- WHAT IS EXPECTED
All that is asked is a faithful reproduction of the entries.

- - - - - - -

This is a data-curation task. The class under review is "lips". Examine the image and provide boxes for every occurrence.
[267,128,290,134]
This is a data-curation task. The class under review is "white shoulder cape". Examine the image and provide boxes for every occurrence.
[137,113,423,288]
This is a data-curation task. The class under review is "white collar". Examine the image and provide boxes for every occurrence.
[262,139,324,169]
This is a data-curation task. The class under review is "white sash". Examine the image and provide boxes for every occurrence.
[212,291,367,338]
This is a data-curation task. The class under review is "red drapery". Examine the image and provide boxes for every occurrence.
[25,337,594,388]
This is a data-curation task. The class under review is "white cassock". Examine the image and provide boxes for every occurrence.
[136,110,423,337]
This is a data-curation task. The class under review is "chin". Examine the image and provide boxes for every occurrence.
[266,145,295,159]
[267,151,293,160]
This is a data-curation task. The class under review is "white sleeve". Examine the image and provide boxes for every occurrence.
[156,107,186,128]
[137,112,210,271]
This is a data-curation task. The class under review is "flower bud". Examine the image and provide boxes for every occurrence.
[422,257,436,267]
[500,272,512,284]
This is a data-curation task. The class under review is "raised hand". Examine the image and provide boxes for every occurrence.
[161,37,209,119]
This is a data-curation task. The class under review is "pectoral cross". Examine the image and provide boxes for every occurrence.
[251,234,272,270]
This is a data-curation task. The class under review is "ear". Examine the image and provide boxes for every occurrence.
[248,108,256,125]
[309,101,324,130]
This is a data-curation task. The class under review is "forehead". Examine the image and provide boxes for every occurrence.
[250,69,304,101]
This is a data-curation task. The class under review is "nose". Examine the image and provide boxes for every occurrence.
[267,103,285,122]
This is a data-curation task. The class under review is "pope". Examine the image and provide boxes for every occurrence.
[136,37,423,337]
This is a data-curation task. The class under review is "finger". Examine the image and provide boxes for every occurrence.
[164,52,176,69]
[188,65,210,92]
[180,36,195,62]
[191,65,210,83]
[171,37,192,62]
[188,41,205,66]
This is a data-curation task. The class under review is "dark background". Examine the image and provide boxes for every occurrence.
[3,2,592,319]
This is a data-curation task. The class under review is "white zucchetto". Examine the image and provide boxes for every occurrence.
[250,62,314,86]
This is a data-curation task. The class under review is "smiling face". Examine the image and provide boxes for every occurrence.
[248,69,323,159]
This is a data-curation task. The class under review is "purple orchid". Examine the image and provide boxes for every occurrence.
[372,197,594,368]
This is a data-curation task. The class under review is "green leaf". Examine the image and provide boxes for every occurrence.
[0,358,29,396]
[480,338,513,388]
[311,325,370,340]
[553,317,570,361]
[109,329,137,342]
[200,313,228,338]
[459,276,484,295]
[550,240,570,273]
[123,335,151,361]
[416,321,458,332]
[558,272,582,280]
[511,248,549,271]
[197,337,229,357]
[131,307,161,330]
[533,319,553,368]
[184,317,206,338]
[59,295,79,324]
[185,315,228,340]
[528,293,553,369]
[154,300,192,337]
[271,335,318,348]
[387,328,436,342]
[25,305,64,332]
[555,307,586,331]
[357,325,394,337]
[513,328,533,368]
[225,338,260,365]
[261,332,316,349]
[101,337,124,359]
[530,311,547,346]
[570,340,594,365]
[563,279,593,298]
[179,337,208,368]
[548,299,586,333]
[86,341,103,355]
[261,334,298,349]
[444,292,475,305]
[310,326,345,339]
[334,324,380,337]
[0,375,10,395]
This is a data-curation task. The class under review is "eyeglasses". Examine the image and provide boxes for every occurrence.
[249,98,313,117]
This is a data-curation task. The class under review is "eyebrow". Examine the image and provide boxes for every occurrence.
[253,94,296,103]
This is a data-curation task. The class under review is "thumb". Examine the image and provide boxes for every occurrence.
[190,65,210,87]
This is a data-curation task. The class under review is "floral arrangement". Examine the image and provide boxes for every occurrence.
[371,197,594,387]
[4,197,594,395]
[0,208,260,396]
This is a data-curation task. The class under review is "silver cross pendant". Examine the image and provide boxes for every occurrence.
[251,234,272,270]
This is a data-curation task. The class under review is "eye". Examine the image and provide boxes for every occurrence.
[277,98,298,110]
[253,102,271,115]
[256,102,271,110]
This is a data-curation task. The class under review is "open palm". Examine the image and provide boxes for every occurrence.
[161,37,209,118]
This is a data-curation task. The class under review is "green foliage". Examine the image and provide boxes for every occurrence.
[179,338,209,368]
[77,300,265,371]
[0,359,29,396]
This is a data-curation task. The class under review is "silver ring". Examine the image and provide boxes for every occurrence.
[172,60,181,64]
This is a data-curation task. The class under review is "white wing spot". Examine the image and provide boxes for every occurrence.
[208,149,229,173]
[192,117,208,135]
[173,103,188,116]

- - - - - - -

- OUTPUT BELOW
This is a data-curation task. The class under review is "lips". Examine the image and provide boxes for every occurrence.
[267,128,290,134]
This is a data-curation task. The class under review is "white shoulder cape". Examine the image and provide boxes for every occurrence.
[137,113,423,288]
This is a data-curation task. The class under review is "white collar". Examine the image and provide boxes for every occurrence.
[262,139,324,169]
This is a data-curation task. The class under review is "white sash". Examine the image and provide boxes for every occurrence.
[212,291,367,338]
This is a data-curation task. The class under review is "red drapery". Examine the image and provide boxes for every occurrence.
[25,337,594,388]
This is a data-curation task. The class under review is "white cassock". Examine the image and provide boxes for every occurrence.
[136,110,423,337]
This is a data-curation task. The class under review is "chin". Examine the image and provide boxes for every occurrence.
[266,145,295,159]
[267,151,293,160]
This is a data-curation task. The class under review is "white sleeve". Examine the image and provide boxes for every occurrence.
[156,107,186,128]
[137,112,210,271]
This is a data-curation task. The class under review is "flower bud". Examine the image and provide boxes for every occurrence.
[422,257,436,267]
[500,272,512,284]
This is a data-curation task. The class under review is "raised hand". Examine the image and provide boxes for every occurrence.
[161,37,209,119]
This is a data-curation task. The class under review is "pectoral cross". Examine the image and provide boxes for every occurrence.
[251,234,272,270]
This is a data-curation task. The class under review is "ear". Examine the image and provide boxes for every occurrence.
[248,108,256,125]
[309,101,324,130]
This is a data-curation task. The class under review is "forehead". Examine the image and provide boxes for every occurrence.
[250,69,304,101]
This is a data-curation task. The class under review is "nose". Examine the image and provide boxes for every occurrence.
[267,103,285,122]
This is a data-curation task. The class under review is "pope". Examine the image and provide boxes for every occurrence.
[136,37,423,337]
This is a data-curation task. The class under review is "finger". Examine the image and provide boxes for every occurrence.
[164,52,176,69]
[188,65,210,92]
[180,36,195,62]
[191,65,210,83]
[171,37,192,62]
[188,41,205,66]
This is a data-curation task. The class under review is "dark background". Examine the image and provide boxes for every occurrence.
[3,2,592,319]
This is a data-curation task. The class under review is "white zucchetto". Examine the image and provide boxes for every occurrence.
[250,62,314,86]
This is a data-curation task. The class under review is "smiling face". Examine the image and provide boxes for every occurrence.
[248,69,323,159]
This is a data-curation task. The class under review is "purple orchid". Examine the image and provide boxes for every occurrence.
[372,197,594,368]
This is a data-curation task. The class under review is "green leaf". Examine the image and provide boxes for every occurrence.
[0,358,29,396]
[480,338,513,388]
[311,325,370,340]
[553,317,570,361]
[109,329,137,342]
[200,313,228,338]
[459,276,484,295]
[550,240,570,273]
[123,335,151,361]
[416,321,458,332]
[558,272,582,280]
[511,248,549,271]
[197,337,229,357]
[131,307,161,330]
[533,319,553,368]
[184,317,206,338]
[59,295,79,324]
[185,315,228,340]
[528,293,553,369]
[154,300,192,337]
[271,335,318,348]
[387,328,436,342]
[25,305,64,332]
[555,307,586,331]
[357,325,394,337]
[513,328,533,368]
[225,338,260,365]
[261,332,316,349]
[101,337,124,359]
[530,311,547,346]
[570,340,594,365]
[563,279,593,298]
[179,337,208,368]
[548,299,586,333]
[86,341,103,355]
[261,334,298,349]
[444,292,475,305]
[310,326,345,339]
[334,324,380,337]
[0,375,10,395]
This is a data-curation task. The class under review is "eyeglasses". Examine the image and provide boxes for every occurrence.
[249,98,313,117]
This is a data-curation task. The class under review is "eyebrow". Examine the image and provide boxes for every occurrence.
[253,94,296,103]
This is a data-curation task. The class under review is "thumb". Examine the image and provide boxes for every occurrence.
[190,65,210,87]
This is a data-curation task. The class under review is "floral arrangement". Examine the image and provide boxes for every occurrence.
[371,197,594,387]
[4,197,594,395]
[0,208,260,396]
This is a data-curation task. The class under review is "silver cross pendant". Examine the image and provide boxes for every occurrence.
[251,234,272,270]
This is a data-curation task. The class under review is "eye". Examine the image and provide boxes for every occurrence.
[277,98,298,110]
[253,102,271,115]
[256,102,271,110]
This is a data-curation task. The class under review is "open palm". Examine the image and provide boxes for every occurrence.
[161,37,209,118]
This is a data-curation task. The class under review is "green foliage". Examine the image and provide boxes for every occurrence.
[179,338,209,368]
[77,300,265,371]
[0,359,29,396]
This is a data-curation task. The class under review is "silver ring". Examine the image and provide boxes for every occurrence.
[172,60,181,64]
This is a data-curation task. The class under review is "white wing spot". Examine the image and provide boxes for every occurrence.
[208,149,229,173]
[192,117,208,135]
[173,103,188,116]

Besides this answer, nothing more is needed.